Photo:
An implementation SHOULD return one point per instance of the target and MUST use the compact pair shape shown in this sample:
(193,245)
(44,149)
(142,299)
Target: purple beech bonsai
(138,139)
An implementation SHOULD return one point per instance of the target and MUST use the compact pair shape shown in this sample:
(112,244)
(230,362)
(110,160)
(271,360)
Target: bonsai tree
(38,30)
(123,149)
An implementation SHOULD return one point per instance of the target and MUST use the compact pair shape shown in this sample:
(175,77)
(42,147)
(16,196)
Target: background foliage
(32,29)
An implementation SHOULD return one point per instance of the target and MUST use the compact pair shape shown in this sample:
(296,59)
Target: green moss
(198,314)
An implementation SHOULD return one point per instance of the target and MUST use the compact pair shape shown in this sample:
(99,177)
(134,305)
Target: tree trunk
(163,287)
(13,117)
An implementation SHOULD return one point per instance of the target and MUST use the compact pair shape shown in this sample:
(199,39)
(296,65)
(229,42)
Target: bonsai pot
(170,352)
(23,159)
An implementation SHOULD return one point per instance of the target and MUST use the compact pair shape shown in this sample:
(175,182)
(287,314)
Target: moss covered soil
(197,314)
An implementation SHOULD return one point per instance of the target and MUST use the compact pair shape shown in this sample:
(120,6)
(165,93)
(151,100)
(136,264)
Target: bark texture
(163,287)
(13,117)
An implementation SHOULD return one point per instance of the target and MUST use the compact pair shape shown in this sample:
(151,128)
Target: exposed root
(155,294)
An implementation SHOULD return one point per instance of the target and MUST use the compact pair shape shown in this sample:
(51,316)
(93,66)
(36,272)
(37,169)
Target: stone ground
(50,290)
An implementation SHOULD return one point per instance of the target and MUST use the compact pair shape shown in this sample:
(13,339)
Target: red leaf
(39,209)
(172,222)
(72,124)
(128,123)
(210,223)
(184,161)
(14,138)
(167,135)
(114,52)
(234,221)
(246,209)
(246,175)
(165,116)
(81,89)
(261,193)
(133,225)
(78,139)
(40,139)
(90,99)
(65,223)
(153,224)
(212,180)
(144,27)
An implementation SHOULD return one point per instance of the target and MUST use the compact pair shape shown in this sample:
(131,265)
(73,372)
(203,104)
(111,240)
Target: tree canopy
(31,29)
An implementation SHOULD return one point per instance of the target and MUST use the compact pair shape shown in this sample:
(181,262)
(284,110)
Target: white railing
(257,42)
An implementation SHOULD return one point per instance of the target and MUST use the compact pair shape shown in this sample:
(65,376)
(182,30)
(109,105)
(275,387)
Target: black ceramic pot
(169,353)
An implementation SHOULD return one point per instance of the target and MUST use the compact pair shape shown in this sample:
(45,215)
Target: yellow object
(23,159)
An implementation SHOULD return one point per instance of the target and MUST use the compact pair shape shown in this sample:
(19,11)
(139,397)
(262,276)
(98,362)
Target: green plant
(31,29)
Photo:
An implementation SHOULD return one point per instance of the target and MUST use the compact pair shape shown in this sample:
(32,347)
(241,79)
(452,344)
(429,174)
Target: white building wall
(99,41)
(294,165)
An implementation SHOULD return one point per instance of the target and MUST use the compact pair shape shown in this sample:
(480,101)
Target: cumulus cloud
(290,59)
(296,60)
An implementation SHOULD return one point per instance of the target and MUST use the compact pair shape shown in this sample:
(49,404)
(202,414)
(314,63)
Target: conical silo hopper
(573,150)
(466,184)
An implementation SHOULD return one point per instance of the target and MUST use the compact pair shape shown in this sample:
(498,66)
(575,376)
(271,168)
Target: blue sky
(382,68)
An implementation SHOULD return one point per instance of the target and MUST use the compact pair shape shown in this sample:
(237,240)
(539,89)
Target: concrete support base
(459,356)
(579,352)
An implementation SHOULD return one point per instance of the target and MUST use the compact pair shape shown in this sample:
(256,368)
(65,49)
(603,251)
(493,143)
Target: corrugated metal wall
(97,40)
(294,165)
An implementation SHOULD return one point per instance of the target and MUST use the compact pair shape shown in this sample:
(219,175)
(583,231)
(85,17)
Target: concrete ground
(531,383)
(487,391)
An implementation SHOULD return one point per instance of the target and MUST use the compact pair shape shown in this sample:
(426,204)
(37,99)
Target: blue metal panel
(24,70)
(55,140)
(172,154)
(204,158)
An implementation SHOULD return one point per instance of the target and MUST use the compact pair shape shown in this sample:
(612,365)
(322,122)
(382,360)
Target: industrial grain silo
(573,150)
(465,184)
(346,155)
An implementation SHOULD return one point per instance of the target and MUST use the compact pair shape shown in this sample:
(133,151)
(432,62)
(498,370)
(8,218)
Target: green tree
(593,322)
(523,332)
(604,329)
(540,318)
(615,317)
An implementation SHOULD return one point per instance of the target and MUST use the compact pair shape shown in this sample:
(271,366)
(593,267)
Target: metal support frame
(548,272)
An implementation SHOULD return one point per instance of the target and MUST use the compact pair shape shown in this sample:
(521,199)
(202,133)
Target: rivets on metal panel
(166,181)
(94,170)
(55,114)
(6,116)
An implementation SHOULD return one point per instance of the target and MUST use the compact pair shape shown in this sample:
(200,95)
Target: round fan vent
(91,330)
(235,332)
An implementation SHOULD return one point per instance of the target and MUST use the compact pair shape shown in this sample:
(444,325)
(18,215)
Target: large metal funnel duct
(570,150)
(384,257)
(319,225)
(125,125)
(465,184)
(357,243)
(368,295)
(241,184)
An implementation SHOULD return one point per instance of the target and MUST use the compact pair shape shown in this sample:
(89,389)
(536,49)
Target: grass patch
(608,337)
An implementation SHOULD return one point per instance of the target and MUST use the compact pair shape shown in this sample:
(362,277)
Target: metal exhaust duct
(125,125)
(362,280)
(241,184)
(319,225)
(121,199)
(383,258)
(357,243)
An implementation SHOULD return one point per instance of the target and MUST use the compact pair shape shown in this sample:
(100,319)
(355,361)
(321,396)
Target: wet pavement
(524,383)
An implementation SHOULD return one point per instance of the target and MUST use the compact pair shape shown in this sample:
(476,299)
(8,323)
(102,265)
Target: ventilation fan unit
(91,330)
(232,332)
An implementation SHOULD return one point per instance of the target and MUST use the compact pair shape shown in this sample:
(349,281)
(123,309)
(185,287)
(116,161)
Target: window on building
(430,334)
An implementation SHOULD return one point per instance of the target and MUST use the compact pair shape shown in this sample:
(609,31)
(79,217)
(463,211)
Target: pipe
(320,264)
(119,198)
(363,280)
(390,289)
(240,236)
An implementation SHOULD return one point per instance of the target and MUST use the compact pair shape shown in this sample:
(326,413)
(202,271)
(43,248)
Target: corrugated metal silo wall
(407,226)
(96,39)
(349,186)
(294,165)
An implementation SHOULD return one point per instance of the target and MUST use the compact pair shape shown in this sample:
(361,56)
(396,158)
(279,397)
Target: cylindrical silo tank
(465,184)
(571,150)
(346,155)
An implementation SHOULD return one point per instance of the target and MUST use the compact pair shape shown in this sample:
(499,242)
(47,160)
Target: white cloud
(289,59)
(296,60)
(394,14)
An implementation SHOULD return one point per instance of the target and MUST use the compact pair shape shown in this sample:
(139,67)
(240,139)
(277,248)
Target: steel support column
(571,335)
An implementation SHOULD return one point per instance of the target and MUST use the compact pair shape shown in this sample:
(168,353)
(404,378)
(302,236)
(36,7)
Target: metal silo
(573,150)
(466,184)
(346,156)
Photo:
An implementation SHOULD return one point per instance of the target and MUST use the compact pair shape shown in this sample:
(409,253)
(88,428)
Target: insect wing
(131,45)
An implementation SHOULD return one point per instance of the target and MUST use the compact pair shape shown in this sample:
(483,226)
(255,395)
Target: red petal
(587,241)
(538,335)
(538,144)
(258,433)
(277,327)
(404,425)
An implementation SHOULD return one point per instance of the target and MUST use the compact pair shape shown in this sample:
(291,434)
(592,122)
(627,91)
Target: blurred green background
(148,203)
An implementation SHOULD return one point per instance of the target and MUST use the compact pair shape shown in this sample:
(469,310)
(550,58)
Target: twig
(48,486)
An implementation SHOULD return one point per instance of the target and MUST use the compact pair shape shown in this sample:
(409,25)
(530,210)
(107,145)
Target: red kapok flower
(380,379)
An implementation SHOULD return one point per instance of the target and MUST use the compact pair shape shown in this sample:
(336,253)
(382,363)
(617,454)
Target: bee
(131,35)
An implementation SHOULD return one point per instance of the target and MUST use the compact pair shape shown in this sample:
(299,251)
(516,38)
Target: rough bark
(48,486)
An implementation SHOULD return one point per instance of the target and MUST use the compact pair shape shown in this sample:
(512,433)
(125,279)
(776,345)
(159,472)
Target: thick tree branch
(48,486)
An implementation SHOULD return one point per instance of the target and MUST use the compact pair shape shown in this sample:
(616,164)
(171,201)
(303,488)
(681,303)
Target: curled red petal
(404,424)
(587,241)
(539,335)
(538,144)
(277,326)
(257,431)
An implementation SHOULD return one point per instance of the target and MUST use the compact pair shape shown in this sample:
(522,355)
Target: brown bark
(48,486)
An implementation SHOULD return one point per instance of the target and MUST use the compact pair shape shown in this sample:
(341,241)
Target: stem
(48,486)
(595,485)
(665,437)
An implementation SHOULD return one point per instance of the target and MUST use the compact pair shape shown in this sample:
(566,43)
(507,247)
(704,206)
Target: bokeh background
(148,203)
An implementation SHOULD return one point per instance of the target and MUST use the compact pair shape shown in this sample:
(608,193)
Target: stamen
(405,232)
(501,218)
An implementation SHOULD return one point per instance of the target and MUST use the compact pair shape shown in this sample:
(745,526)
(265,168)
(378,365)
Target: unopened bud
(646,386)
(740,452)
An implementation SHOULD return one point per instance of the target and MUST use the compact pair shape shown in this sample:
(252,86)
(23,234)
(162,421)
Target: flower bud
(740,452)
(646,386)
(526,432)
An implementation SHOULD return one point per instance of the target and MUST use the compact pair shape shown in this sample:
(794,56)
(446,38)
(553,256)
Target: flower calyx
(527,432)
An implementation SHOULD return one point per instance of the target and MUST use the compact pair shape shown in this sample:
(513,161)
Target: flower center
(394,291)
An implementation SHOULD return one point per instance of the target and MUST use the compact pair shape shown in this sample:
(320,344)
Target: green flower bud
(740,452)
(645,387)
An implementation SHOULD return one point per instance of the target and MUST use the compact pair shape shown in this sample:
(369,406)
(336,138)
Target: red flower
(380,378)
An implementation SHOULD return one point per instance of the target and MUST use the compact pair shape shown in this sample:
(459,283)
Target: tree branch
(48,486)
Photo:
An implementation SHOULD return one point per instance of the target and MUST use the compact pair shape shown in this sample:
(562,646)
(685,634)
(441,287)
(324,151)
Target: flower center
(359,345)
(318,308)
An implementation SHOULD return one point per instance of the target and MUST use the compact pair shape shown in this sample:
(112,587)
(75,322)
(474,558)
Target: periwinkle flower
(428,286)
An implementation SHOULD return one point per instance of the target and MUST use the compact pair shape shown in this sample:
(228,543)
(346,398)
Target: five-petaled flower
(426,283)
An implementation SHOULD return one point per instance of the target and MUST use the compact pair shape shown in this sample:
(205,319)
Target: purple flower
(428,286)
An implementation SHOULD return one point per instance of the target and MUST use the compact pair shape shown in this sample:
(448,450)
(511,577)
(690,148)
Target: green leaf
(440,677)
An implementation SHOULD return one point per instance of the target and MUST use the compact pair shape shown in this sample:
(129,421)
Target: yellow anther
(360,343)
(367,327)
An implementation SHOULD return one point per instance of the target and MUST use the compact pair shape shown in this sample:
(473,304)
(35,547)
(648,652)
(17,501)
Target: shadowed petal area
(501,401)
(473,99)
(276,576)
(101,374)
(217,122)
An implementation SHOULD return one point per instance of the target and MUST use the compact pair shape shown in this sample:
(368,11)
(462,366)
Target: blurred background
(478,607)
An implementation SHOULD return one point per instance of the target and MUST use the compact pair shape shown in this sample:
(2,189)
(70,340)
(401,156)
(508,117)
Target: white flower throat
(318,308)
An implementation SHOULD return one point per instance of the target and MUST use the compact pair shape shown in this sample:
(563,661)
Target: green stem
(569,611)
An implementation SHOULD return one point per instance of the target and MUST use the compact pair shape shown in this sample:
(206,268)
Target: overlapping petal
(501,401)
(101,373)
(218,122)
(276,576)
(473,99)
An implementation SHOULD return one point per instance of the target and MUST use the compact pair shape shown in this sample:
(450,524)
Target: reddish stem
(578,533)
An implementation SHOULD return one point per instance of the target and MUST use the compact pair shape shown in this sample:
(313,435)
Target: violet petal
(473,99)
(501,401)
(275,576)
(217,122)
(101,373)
------
Written exercise:
Select every line in the lines above that contains the word "moss" and copy each one.

Exercise answer:
Target: green moss
Target: moss covered soil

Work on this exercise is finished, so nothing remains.